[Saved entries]

________________________________________

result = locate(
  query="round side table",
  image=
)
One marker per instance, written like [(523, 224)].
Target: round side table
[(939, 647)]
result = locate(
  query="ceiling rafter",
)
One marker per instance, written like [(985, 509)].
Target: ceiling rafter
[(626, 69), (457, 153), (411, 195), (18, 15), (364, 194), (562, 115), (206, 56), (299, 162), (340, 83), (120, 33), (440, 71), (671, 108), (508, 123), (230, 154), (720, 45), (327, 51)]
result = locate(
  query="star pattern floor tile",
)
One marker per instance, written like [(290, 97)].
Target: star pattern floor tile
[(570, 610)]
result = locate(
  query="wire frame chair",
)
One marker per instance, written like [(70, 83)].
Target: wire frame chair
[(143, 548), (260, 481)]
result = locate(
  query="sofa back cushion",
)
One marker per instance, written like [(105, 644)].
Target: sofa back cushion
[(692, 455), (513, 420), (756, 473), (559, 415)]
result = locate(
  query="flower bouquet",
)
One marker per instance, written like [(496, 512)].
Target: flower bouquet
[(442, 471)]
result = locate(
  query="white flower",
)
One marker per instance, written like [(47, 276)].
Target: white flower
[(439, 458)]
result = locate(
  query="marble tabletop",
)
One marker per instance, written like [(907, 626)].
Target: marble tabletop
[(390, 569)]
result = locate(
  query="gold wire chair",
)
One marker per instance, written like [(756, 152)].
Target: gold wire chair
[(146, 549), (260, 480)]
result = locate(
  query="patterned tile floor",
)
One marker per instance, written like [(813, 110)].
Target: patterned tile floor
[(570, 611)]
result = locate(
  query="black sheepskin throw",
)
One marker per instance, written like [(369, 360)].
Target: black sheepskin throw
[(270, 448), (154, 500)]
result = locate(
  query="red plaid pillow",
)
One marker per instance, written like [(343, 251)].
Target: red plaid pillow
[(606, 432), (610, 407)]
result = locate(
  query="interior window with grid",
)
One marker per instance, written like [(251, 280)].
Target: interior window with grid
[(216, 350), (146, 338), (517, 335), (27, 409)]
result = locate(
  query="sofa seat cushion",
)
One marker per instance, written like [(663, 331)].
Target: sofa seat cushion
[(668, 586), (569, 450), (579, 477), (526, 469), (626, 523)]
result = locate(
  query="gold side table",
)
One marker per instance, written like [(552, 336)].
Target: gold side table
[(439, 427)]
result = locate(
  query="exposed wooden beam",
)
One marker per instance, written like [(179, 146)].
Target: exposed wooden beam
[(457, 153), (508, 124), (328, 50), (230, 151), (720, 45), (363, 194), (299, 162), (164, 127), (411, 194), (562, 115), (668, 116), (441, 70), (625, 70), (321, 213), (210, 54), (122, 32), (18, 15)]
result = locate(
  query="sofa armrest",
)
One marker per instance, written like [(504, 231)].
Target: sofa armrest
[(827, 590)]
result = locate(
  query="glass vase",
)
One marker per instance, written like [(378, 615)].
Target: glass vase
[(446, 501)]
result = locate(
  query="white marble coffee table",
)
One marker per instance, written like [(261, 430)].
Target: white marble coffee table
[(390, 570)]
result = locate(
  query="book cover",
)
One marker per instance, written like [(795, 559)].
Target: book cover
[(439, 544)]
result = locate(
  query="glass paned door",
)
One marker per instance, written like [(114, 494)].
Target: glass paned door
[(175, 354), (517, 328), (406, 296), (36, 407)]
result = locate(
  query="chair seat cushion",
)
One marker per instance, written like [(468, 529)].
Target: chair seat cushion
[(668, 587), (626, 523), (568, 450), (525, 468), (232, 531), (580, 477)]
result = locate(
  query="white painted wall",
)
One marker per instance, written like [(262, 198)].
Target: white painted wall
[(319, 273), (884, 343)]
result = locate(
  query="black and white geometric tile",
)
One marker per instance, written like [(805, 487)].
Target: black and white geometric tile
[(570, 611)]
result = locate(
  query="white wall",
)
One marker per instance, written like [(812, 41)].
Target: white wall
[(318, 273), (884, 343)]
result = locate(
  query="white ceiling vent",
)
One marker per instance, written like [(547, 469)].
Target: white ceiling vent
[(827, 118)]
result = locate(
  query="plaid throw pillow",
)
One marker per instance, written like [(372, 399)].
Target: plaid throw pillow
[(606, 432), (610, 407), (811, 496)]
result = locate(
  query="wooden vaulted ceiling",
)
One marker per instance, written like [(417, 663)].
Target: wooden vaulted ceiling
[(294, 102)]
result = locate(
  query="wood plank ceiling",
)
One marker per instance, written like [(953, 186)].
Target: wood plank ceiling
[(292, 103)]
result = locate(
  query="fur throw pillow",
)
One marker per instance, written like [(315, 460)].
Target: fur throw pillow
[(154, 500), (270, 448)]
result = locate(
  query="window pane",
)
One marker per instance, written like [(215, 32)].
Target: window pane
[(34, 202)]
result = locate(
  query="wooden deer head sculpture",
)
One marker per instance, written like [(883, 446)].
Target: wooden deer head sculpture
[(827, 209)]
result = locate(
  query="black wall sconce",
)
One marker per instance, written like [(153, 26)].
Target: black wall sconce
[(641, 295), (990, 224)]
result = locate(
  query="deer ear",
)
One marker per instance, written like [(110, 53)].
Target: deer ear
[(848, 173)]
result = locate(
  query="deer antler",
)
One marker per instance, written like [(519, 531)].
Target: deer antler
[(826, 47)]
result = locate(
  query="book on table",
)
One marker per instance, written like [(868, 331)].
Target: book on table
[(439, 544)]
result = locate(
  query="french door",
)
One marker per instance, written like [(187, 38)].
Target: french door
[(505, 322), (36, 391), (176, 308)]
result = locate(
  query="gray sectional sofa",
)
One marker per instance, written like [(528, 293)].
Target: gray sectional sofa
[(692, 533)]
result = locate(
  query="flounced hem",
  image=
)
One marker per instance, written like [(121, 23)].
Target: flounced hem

________________________________________

Task: Please copy each line of the records above that holds the word "flounced".

Finished task:
  query="flounced hem",
Target: flounced hem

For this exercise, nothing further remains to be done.